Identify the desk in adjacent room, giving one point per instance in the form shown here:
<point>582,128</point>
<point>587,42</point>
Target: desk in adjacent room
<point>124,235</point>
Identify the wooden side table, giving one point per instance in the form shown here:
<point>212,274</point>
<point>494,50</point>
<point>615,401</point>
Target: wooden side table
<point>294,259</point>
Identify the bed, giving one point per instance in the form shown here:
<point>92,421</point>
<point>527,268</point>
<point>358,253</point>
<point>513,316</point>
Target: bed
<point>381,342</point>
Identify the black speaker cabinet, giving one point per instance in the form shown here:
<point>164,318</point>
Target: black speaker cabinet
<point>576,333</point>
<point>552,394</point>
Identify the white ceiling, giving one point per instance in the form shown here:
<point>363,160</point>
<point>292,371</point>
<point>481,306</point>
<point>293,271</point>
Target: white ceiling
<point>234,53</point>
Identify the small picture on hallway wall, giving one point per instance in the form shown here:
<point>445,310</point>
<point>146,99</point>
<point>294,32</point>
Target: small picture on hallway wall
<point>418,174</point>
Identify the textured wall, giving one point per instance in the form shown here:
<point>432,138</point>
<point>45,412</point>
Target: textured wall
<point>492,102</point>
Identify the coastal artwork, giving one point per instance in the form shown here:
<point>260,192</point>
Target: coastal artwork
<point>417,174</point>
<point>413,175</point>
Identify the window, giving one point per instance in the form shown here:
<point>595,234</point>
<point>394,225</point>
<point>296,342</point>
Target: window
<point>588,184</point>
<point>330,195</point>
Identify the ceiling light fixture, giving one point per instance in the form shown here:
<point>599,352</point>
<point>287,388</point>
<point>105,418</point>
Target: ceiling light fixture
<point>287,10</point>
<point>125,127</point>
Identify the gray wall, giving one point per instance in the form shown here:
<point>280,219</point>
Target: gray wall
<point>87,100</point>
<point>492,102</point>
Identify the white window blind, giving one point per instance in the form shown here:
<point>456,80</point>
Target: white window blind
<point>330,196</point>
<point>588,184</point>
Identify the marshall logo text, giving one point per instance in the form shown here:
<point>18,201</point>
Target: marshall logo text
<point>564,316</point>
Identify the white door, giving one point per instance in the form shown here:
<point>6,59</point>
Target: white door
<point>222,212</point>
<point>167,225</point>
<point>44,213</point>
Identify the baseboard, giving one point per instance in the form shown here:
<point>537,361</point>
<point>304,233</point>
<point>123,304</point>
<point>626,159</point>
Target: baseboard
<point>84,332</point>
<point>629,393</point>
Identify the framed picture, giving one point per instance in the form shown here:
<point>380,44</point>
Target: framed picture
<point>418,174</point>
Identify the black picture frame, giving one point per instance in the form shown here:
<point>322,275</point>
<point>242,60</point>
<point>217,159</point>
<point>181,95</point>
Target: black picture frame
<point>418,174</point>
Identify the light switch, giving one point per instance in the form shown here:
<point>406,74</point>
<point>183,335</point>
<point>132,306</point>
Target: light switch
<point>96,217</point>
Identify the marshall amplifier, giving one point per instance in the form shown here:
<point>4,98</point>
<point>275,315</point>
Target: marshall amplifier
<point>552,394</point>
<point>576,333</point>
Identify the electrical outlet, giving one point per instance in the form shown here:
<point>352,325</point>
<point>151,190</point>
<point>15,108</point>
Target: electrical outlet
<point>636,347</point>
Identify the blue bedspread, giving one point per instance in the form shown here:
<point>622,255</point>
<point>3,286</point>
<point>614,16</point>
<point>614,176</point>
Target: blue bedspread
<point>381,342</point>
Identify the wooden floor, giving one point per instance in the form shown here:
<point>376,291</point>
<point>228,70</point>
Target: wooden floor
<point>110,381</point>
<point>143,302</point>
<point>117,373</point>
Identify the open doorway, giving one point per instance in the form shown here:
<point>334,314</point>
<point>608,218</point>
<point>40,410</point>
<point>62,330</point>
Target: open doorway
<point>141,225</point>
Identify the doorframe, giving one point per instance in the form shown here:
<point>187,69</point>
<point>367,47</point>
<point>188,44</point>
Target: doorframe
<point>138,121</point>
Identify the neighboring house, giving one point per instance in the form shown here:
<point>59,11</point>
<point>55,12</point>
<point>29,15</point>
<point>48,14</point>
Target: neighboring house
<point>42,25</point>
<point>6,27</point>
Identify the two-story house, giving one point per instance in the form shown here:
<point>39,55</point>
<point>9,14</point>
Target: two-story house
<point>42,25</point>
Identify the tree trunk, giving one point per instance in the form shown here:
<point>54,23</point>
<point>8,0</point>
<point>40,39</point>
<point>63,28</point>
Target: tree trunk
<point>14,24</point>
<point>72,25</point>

——————

Can you repeat the lines above, substituting "Locate" for each "Identify" and leaving everything else unchanged?

* Response to this task
Locate the desk in adjacent room, giving one point per instance in the form shown here:
<point>582,128</point>
<point>587,42</point>
Target: desk in adjacent room
<point>124,235</point>
Locate the wooden side table, giving one point per instance in the form shown here:
<point>212,274</point>
<point>494,50</point>
<point>615,401</point>
Target: wooden side table
<point>294,259</point>
Locate the bed, giving one point per instance in the form shown here:
<point>92,421</point>
<point>527,268</point>
<point>358,253</point>
<point>513,316</point>
Target: bed
<point>381,342</point>
Locate the black speaker cabinet, giving one point per instance in the form shown here:
<point>164,318</point>
Target: black speaker cabinet
<point>576,333</point>
<point>552,394</point>
Locate the white ceiling, giving one point per instance in the form shown here:
<point>363,160</point>
<point>292,371</point>
<point>481,306</point>
<point>293,271</point>
Target: white ceiling
<point>234,53</point>
Locate the small picture on hallway wall, giving one point per instance in the form shown here:
<point>445,310</point>
<point>146,99</point>
<point>294,32</point>
Target: small picture on hallway wall
<point>418,174</point>
Locate the textured wall, giving one point per instance in the form shown here:
<point>432,138</point>
<point>45,412</point>
Target: textured wall
<point>492,102</point>
Locate the coastal artwork, giving one point per instance in the form shown here:
<point>260,192</point>
Target: coastal artwork
<point>417,174</point>
<point>413,175</point>
Locate the window, giving one point per instance in the form shown here:
<point>595,234</point>
<point>394,225</point>
<point>296,342</point>
Target: window
<point>588,184</point>
<point>330,195</point>
Locate the ceiling light fixture, giving one point per instance in the form shown here:
<point>599,352</point>
<point>287,388</point>
<point>105,418</point>
Target: ceiling light fixture
<point>287,10</point>
<point>125,127</point>
Locate the gray wall, giving one point per instance in the form shown here:
<point>280,219</point>
Target: gray wall
<point>87,100</point>
<point>492,102</point>
Locate the white window blind, giving one point per instance in the form shown here:
<point>456,80</point>
Target: white window blind
<point>330,196</point>
<point>588,184</point>
Locate the marshall logo text, giving one point per instance in the form shown here:
<point>18,201</point>
Target: marshall logo text
<point>564,316</point>
Locate the white door, giving one point per instance in the form shown here:
<point>6,59</point>
Target: white door
<point>222,212</point>
<point>167,225</point>
<point>44,213</point>
Locate the baseboard, giving one point per instance in the form shown here:
<point>537,361</point>
<point>304,233</point>
<point>123,304</point>
<point>626,159</point>
Target: baseboard
<point>84,332</point>
<point>629,393</point>
Locate the framed picture, giving one point per instance in the form shown here:
<point>380,44</point>
Target: framed picture
<point>418,174</point>
Locate the black picture frame, giving one point per instance in the form shown here:
<point>322,275</point>
<point>242,60</point>
<point>217,159</point>
<point>181,95</point>
Target: black picture frame
<point>418,174</point>
Locate the light switch, giving one point per instance in the form shown here:
<point>406,74</point>
<point>183,335</point>
<point>132,306</point>
Target: light switch
<point>96,217</point>
Locate the marshall amplifier, giving one point per instance in the form shown here:
<point>4,98</point>
<point>275,315</point>
Target: marshall amplifier
<point>552,394</point>
<point>576,333</point>
Locate the electrical outlet, giving one point per instance in the form shown here:
<point>352,325</point>
<point>151,190</point>
<point>15,108</point>
Target: electrical outlet
<point>636,347</point>
Locate the blue bedspread, giving one point per instance in the form shown here:
<point>622,255</point>
<point>3,286</point>
<point>614,16</point>
<point>614,176</point>
Target: blue bedspread
<point>381,342</point>
Locate the wooden floor, giving one point per instance in the form shown here:
<point>376,291</point>
<point>228,70</point>
Target: wooden floor
<point>110,381</point>
<point>143,302</point>
<point>117,373</point>
Locate the open doorway, giving one point per instance in the form shown here:
<point>334,314</point>
<point>608,218</point>
<point>40,410</point>
<point>62,330</point>
Target: open doorway
<point>141,225</point>
Locate the doorframe, giving one point per instance in the form shown here:
<point>187,69</point>
<point>367,47</point>
<point>188,44</point>
Target: doorframe
<point>138,121</point>
Locate the neighboring house, giving one point per instance in the form shown here:
<point>59,11</point>
<point>55,12</point>
<point>29,15</point>
<point>48,14</point>
Target: neighboring house
<point>42,25</point>
<point>6,27</point>
Locate the two-story house, giving one point per instance in the form shown here:
<point>39,55</point>
<point>9,14</point>
Target: two-story house
<point>42,25</point>
Locate the tree trunk, giving one point per instance in the form shown here:
<point>54,23</point>
<point>8,0</point>
<point>40,39</point>
<point>63,28</point>
Target: tree trunk
<point>14,24</point>
<point>72,25</point>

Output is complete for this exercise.